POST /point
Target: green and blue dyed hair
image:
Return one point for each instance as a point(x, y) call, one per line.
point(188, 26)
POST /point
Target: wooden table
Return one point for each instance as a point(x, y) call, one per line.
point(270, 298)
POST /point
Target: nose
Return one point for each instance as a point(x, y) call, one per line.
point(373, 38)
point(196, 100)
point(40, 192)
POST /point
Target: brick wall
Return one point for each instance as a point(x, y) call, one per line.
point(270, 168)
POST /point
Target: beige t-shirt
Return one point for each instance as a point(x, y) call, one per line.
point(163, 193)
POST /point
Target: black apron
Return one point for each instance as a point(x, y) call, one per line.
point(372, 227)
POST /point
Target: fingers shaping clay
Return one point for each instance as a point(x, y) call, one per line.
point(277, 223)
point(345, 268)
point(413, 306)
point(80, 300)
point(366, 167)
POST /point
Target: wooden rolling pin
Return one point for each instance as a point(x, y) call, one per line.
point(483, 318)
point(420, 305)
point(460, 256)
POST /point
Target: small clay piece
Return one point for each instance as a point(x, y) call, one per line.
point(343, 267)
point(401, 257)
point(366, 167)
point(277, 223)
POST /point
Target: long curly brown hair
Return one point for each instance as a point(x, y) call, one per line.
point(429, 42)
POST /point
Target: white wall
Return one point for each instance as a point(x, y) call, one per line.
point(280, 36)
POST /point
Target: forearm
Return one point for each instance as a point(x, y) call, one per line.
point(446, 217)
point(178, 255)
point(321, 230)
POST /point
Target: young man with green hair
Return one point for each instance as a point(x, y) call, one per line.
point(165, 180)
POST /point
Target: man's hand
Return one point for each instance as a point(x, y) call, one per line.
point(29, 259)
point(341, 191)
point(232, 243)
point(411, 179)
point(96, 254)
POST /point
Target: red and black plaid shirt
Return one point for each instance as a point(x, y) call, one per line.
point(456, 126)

• • • •

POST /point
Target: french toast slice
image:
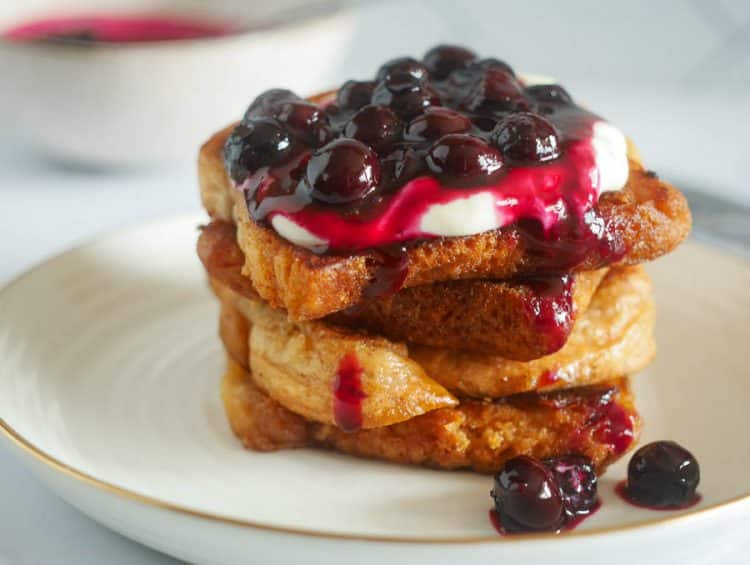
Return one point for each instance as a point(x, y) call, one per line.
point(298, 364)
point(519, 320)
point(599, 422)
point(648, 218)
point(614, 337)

• • • •

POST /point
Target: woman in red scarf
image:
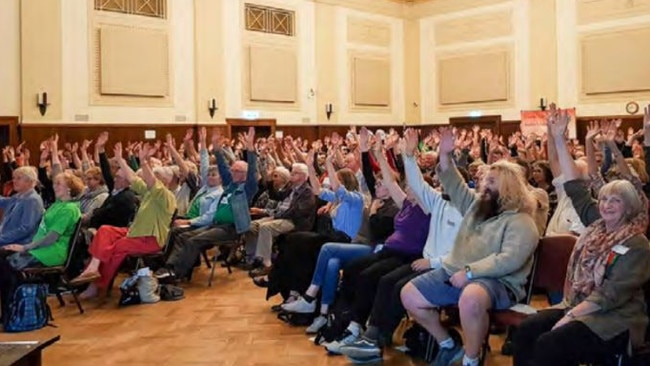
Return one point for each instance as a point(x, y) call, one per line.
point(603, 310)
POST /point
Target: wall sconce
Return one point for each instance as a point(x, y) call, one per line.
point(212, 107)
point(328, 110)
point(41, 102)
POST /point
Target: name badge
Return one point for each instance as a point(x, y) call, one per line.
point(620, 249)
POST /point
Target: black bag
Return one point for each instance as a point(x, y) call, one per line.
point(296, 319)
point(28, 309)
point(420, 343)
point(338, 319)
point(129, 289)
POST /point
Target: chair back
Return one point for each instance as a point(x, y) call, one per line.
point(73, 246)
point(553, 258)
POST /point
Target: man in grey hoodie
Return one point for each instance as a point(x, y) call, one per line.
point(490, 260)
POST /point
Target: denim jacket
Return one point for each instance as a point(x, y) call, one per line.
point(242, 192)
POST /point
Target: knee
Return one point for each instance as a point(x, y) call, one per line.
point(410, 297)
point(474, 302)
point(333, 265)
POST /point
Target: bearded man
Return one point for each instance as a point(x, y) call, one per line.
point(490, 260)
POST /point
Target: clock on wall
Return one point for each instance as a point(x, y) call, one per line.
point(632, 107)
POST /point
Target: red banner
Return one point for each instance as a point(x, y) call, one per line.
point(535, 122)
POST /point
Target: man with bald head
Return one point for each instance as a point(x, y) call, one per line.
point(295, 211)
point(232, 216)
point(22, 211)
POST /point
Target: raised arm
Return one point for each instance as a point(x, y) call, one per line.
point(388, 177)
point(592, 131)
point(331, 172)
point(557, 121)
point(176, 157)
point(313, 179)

• • • •

Problem to solve: Gather every line of the records above that contains the word "shirt", and copy each one.

Task answer:
Target: beige t-shirt
Target: red and black plaid shirt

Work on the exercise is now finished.